- [Objective]: Lay out the lines from the one that contains "Place one keypoint on each instance of the table" through the one that contains "Target: table with books", inclusive, as a numbered list, omitting any blank lines.

*** Dataset entries

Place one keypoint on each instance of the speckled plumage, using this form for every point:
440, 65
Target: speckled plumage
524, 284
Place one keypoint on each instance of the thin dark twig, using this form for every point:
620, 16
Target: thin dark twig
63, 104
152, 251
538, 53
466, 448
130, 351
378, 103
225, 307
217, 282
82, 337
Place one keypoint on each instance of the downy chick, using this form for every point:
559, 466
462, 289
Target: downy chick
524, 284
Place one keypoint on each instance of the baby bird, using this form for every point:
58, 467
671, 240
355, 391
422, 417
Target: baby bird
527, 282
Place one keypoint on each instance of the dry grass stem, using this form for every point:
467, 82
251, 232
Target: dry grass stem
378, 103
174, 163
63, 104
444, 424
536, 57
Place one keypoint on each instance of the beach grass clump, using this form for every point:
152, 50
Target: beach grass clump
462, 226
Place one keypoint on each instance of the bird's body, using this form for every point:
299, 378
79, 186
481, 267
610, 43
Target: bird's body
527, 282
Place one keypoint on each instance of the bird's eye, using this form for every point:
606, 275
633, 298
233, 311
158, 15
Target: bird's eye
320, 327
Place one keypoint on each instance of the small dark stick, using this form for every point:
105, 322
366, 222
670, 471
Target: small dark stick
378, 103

******
*** Dataset entries

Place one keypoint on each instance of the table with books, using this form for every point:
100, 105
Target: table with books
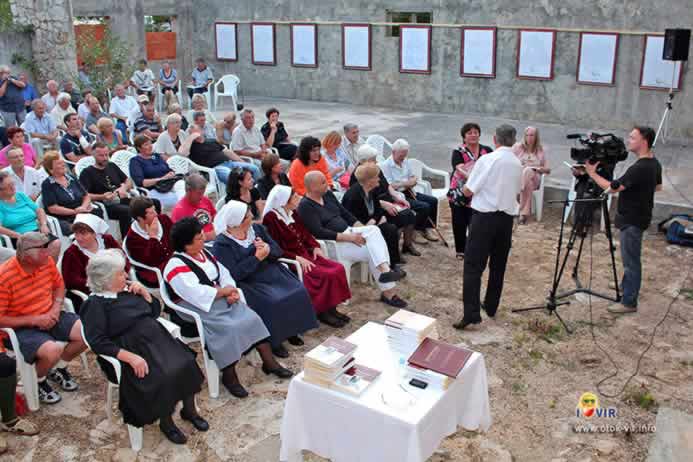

******
*** Dataset entries

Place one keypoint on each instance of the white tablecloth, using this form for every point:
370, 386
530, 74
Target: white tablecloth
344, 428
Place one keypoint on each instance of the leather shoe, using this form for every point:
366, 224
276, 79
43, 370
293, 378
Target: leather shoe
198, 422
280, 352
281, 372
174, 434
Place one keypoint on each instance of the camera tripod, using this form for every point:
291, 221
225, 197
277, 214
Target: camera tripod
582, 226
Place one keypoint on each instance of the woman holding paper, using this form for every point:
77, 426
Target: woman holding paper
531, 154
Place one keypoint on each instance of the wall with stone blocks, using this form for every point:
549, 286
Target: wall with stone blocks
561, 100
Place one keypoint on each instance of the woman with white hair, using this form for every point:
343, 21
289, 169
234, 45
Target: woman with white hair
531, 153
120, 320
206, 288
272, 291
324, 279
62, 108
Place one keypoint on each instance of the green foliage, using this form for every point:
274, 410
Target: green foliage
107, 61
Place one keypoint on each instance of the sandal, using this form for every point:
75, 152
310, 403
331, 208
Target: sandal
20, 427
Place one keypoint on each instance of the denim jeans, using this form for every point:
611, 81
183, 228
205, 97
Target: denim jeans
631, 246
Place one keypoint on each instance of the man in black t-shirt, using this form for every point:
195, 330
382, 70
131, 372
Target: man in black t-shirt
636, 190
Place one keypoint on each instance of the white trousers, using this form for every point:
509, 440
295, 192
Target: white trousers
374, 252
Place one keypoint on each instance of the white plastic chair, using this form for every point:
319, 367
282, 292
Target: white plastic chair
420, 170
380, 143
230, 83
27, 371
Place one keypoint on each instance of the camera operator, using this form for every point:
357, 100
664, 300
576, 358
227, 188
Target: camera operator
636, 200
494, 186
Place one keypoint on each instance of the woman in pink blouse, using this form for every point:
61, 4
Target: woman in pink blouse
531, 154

******

- [Solution]:
1. Place one keypoint on each instance of the table with books, using this form for every point:
2. 100, 105
3. Target: table with books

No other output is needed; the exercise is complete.